[Point annotation dataset records]
──────

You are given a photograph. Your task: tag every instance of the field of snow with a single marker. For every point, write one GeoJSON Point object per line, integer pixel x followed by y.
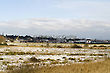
{"type": "Point", "coordinates": [16, 56]}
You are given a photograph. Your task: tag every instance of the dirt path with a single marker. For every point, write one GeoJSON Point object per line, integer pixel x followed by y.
{"type": "Point", "coordinates": [98, 67]}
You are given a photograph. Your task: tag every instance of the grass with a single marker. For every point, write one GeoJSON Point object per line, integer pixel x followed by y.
{"type": "Point", "coordinates": [97, 67]}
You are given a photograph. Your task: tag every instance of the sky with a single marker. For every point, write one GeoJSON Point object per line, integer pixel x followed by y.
{"type": "Point", "coordinates": [82, 18]}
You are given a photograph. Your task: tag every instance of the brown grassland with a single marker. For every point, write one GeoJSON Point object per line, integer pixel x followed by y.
{"type": "Point", "coordinates": [94, 67]}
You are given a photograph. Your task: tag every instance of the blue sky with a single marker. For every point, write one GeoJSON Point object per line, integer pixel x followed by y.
{"type": "Point", "coordinates": [44, 15]}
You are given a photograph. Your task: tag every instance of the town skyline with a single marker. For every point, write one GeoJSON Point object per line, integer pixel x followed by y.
{"type": "Point", "coordinates": [82, 18]}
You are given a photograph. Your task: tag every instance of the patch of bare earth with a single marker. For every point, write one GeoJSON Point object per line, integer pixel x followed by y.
{"type": "Point", "coordinates": [96, 67]}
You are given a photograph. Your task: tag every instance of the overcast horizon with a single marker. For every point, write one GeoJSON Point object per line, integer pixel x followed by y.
{"type": "Point", "coordinates": [81, 18]}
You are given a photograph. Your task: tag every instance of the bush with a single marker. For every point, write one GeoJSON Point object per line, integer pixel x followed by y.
{"type": "Point", "coordinates": [33, 59]}
{"type": "Point", "coordinates": [59, 46]}
{"type": "Point", "coordinates": [76, 46]}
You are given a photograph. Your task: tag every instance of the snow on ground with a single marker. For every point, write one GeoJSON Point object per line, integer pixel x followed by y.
{"type": "Point", "coordinates": [59, 54]}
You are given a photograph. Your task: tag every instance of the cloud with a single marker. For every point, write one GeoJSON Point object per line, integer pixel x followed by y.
{"type": "Point", "coordinates": [85, 28]}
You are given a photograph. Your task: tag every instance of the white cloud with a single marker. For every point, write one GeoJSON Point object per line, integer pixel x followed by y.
{"type": "Point", "coordinates": [54, 25]}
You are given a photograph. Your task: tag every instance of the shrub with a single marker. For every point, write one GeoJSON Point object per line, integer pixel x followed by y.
{"type": "Point", "coordinates": [33, 59]}
{"type": "Point", "coordinates": [76, 46]}
{"type": "Point", "coordinates": [59, 46]}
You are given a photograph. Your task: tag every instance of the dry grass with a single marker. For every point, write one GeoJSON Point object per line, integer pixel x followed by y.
{"type": "Point", "coordinates": [97, 67]}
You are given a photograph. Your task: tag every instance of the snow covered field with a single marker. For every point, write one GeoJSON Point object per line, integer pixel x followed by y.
{"type": "Point", "coordinates": [16, 56]}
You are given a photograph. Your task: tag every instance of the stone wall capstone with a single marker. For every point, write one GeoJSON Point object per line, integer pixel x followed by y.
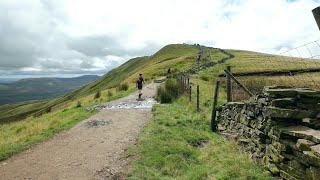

──────

» **Job**: Show every line of the material above that contains the string "cloud", matching case exactly.

» **Response**:
You are given a photograph. Your task: tag every instance of the cloud with a single marker. For every point, write one GeoJSON Point object per line, integer pixel x followed by y.
You are given a photograph. Your task: tag every instance of the white cloud with a single marker. For every point, write one GeoJSON Point object per line, integer pixel x followed by y.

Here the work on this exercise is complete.